* _Provided data_:
>>>>

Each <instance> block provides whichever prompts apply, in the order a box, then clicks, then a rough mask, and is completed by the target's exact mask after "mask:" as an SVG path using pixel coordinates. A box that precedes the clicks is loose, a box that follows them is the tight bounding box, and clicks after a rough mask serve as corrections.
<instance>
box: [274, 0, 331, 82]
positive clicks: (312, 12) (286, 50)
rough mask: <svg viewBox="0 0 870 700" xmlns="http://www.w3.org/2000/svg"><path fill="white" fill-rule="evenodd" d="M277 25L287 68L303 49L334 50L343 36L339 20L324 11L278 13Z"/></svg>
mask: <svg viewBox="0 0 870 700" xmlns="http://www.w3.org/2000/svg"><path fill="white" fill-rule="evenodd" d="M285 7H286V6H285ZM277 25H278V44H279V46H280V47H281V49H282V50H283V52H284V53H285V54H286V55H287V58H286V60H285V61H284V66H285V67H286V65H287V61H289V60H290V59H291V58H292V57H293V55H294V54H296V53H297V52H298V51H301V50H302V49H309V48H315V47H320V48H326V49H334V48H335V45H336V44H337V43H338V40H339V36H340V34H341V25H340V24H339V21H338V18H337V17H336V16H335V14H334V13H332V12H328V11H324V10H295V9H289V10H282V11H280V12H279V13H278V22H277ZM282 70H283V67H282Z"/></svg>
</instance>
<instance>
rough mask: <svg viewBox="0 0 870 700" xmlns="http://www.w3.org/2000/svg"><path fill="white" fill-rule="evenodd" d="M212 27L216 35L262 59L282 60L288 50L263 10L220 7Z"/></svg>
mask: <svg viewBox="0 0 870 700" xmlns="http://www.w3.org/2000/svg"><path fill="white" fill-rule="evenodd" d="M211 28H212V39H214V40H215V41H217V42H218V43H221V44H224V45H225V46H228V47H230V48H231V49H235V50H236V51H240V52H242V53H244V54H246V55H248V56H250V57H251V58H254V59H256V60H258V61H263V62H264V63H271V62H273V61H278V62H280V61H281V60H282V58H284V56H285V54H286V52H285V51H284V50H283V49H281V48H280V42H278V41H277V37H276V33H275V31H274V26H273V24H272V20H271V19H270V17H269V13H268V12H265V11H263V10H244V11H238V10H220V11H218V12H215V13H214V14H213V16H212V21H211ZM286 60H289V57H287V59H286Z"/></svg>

<<<<

With the first line of the material as the start and the line containing "positive clicks: (312, 12) (286, 50)" as the end, repeat that span exactly and add nothing.

Each <instance> block provides whichever prompts apply, in the order a box, then clicks, then a rough mask, and is completed by the target's exact mask after "mask:" as an SVG path using pixel coordinates. A box that precedes the clicks is loose, a box that follows them is the tight bounding box, and clicks after a rough mask serve as corrections.
<instance>
box: [274, 0, 331, 82]
positive clicks: (312, 12) (286, 50)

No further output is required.